Across the entries below, tally every line that holds the string "green" and reply with the number only.

[Collected data entries]
----------

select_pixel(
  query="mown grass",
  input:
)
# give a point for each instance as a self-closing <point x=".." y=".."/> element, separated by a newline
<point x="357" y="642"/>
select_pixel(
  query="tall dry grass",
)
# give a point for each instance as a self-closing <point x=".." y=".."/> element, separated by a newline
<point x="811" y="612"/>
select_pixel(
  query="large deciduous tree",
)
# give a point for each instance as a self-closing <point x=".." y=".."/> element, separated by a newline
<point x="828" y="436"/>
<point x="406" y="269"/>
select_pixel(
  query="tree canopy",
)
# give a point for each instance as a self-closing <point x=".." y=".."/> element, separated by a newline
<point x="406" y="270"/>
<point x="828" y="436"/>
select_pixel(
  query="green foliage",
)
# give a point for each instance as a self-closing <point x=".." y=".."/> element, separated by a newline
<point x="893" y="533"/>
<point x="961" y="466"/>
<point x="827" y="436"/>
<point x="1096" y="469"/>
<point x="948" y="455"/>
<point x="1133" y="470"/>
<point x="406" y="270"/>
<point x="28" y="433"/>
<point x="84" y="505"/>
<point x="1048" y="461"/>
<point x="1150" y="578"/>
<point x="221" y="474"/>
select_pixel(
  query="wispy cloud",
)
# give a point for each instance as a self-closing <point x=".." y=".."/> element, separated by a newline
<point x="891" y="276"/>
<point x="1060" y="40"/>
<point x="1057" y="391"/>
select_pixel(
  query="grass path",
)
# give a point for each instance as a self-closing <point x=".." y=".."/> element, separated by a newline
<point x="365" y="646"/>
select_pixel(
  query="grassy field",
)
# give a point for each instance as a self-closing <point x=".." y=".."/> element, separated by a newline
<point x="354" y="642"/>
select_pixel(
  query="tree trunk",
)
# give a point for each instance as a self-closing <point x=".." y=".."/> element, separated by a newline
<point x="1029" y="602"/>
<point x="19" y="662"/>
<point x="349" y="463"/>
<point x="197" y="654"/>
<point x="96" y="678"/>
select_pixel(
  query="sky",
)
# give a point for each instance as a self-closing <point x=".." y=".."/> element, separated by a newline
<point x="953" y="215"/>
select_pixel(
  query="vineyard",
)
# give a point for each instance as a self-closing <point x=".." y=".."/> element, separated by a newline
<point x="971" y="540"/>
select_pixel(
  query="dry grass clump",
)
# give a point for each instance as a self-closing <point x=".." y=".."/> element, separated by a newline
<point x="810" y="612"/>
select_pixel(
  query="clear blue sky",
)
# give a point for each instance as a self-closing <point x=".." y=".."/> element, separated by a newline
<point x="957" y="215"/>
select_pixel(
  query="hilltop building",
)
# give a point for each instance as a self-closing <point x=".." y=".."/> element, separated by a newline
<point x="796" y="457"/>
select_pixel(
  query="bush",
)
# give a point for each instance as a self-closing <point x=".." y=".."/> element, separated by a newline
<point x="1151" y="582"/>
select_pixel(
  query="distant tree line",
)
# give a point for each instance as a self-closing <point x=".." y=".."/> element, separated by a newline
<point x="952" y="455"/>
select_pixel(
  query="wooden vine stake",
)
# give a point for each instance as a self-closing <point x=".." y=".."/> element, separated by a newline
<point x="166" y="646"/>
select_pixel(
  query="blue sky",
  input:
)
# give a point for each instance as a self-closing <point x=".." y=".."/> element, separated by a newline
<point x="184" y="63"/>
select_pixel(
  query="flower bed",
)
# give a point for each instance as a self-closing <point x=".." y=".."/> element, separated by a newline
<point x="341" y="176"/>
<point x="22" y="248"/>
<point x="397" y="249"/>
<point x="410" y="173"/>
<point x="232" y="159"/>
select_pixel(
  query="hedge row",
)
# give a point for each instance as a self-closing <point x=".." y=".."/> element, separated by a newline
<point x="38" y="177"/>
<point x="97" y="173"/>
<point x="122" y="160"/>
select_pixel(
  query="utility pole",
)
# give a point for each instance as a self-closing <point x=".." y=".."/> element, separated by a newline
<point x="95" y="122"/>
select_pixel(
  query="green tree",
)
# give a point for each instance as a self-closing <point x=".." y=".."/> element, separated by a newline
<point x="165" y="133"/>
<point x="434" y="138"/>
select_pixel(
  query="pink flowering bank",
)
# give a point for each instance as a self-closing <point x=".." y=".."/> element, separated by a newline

----------

## [TASK SOLUTION]
2